§ **Gezeigter Textauszug**
Daher müssen z. B. Lehnsherren und Sippenoberhäupter diese Alltagserfahrung regelmäßig aufbrechen und sich in den Haushalten ihrer Vasallen und Angehörigen sehen lassen, um symbolisch ihren Vorrang zu demonstrieren. Die Tradition hat eine ganze Reihe allgemein bekannter Gesten und Riten hervorgebracht, um die Beziehungen zwischen Haushaltsvorstand und Patron, Sippenoberhaupt und Sippenmitglied, Hausherr und Gast, etc. anzuzeigen.

Man nimmt diese Symbolsprache sehr ernst, denn mit ihr werden reale Machtverhältnisse ausgedrückt. So kann ein Vasall seinem Lehnsherren nicht einfach die Tür vor der Nase zuschlagen, wenn dessen Besuch gerade ungelegen ist. Eine solche Handlung wäre nämlich quasi identisch mit einer Fehdeerklärung.

§ **Zu bearbeitende Aufgaben**
a: Kopiere aus dem Text über Lehnsherren und Vasallen die Stelle von „Daher müssen z.“ bis „mit einer Fehdeerklärung.“ wortgetreu.
b: Schreibe den Text über Lehnsherren und Vasallen im Anschluss an seinen letzten Satz weiter.
Die Zeilen weiter unten werden nicht benötigt.

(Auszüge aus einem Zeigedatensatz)
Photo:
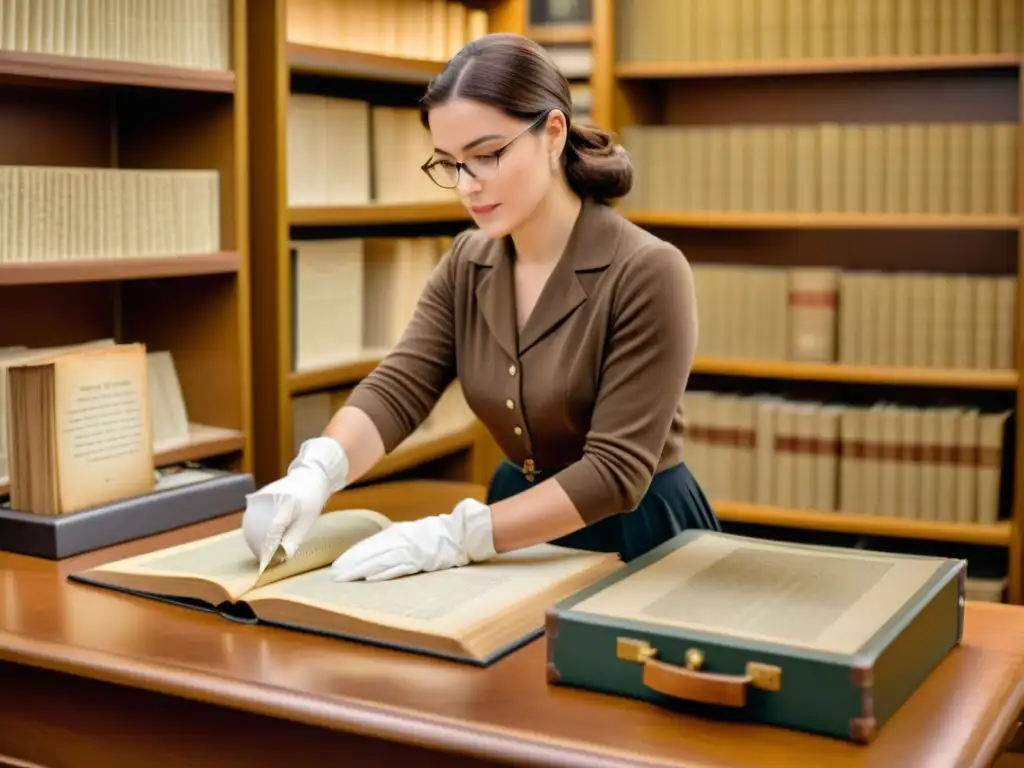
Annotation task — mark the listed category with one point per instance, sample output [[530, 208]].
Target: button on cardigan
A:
[[591, 388]]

§ **Schriftliche Antworten**
a:
Daher müssen z. B. Lehnsherren und Sippenoberhäupter diese Alltagserfahrung regelmäßig aufbrechen und sich in den Haushalten ihrer Vasallen und Angehörigen sehen lassen, um symbolisch ihren Vorrang zu demonstrieren. Die Tradition hat eine ganze Reihe allgemein bekannter Gesten und Riten hervorgebracht, um die Beziehungen zwischen Haushaltsvorstand und Patron, Sippenoberhaupt und Sippenmitglied, Hausherr und Gast, etc. anzuzeigen.

Man nimmt diese Symbolsprache sehr ernst, denn mit ihr werden reale Machtverhältnisse ausgedrückt. So kann ein Vasall seinem Lehnsherren nicht einfach die Tür vor der Nase zuschlagen, wenn dessen Besuch gerade ungelegen ist. Eine solche Handlung wäre nämlich quasi identisch mit einer Fehdeerklärung.

b:
Für den Umgang im Umfeld des Hochfürsten gelten keine grundlegend anderen Regeln. Man versucht an der fürstlichen Tafel, beim Gebet, bei Begrüßungs- und Abschiedsgesten, etc. eine familiäre Atmosphäre aufrecht zu erhalten, gleichzeitig aber die Ordnung des Reiches durch die Rangfolge der Anwesenden symbolisch abzubilden, als ob es sich dabei um einen lokalen Lehensverband oder eine sehr, sehr große Sippe handeln würde.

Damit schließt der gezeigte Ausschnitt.